Exercise — Look through the entries below and extract exactly the lines from the one containing "Target: stone column" through the one containing "The component shall locate one point per instance of the tall", ends included.

(Natural-language object grounding data)
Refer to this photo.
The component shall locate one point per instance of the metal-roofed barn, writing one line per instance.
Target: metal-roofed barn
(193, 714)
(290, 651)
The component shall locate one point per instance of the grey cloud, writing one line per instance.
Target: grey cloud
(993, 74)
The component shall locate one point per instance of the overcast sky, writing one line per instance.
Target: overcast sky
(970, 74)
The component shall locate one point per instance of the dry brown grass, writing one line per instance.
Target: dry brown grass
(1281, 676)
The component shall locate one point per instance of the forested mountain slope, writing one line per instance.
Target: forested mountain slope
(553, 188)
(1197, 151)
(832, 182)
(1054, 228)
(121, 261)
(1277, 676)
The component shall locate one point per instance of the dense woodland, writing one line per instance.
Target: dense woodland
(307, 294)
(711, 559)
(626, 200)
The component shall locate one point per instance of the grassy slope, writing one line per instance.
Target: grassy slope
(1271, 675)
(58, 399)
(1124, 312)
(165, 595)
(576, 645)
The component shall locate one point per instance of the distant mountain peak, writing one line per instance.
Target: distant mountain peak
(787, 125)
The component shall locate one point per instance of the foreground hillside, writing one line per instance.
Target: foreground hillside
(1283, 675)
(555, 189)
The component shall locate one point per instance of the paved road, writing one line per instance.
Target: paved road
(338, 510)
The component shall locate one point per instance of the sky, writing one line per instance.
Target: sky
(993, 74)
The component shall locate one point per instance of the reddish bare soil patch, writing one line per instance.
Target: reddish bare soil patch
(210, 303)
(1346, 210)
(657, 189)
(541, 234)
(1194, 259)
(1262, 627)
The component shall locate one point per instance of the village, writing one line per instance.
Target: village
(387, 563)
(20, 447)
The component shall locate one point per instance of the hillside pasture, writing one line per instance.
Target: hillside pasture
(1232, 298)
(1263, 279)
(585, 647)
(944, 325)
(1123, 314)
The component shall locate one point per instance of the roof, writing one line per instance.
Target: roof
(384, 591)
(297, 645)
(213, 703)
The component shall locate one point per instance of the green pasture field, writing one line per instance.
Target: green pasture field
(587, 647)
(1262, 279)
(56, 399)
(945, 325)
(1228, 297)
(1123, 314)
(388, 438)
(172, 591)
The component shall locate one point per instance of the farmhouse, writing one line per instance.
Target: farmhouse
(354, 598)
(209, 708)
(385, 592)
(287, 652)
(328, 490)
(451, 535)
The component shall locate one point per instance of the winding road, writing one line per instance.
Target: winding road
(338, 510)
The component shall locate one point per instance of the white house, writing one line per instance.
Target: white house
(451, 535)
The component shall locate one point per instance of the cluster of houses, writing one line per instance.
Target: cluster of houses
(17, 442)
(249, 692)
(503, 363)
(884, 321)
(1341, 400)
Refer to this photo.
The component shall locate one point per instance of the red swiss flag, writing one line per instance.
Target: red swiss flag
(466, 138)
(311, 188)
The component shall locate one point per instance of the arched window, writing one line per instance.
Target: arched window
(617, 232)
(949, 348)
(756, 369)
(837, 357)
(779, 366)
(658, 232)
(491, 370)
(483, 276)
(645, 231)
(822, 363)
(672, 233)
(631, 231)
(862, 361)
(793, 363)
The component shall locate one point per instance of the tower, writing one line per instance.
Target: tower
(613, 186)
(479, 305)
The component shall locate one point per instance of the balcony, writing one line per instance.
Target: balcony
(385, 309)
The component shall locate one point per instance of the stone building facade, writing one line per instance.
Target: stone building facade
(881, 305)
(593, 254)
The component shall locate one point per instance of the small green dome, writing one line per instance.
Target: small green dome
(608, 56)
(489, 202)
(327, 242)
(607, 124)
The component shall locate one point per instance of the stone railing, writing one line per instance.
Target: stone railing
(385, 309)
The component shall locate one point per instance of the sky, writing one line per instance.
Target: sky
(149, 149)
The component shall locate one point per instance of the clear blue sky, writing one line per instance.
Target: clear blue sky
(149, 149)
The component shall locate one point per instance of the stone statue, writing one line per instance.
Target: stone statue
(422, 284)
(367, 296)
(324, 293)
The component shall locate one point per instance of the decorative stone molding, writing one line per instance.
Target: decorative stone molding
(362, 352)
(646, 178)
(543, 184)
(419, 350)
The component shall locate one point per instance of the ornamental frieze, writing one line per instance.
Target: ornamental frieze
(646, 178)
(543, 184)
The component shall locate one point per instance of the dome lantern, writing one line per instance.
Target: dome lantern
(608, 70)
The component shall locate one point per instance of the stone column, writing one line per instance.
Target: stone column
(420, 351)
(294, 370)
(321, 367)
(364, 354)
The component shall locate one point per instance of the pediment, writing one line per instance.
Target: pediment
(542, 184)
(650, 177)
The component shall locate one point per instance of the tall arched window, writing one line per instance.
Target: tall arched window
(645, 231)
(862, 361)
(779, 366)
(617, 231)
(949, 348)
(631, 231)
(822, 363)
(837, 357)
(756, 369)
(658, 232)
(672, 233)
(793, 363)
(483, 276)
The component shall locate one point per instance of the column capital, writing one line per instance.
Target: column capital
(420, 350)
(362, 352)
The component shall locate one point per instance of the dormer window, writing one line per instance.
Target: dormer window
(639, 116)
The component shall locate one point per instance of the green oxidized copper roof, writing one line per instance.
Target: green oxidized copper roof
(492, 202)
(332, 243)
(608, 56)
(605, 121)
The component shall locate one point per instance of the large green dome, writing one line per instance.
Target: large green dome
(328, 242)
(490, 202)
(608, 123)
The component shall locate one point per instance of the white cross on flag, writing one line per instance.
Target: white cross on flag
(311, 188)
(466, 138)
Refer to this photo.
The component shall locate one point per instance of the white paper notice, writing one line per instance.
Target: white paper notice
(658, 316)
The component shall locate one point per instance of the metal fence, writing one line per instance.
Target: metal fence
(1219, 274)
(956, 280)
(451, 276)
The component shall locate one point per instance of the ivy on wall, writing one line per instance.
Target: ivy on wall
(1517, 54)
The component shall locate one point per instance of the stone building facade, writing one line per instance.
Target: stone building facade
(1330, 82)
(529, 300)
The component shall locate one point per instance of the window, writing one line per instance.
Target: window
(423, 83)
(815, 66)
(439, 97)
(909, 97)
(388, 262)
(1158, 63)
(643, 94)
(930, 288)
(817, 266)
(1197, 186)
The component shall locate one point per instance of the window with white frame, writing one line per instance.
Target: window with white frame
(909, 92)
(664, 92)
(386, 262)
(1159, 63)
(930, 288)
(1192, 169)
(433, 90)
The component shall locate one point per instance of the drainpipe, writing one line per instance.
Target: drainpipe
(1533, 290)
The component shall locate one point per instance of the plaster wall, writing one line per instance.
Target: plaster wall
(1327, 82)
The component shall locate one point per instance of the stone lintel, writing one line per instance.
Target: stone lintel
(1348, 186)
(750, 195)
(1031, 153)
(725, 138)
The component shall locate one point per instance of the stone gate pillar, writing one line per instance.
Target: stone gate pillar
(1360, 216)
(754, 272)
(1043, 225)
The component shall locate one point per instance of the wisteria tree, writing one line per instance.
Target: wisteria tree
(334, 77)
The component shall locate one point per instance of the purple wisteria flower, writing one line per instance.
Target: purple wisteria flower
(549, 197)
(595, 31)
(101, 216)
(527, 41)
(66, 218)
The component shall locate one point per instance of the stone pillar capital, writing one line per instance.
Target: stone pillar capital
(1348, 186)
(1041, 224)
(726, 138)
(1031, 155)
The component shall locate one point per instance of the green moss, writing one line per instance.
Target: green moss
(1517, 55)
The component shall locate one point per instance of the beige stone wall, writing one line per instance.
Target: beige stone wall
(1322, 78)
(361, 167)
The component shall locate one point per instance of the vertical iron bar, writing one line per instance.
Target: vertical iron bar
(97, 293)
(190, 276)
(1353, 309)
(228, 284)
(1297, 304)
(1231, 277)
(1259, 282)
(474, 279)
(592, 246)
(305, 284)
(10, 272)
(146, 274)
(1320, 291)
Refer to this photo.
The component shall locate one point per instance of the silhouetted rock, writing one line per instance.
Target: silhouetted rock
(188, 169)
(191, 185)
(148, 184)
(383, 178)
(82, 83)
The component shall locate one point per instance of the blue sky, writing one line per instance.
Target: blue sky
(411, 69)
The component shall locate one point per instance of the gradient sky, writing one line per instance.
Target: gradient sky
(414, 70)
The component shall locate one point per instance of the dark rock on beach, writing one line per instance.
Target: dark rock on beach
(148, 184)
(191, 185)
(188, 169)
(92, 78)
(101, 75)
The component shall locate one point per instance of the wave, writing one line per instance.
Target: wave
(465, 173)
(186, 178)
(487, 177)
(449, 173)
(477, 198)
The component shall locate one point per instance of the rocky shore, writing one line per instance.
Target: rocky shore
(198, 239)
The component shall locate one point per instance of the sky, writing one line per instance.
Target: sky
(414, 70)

Exercise response —
Target: stone column
(420, 351)
(294, 370)
(321, 367)
(364, 354)
The component shall locate one point per instance of the pediment, writing one line per instance.
Target: pediment
(542, 184)
(650, 177)
The component shall locate one point per instance of the tall arched window, writing one line per instance.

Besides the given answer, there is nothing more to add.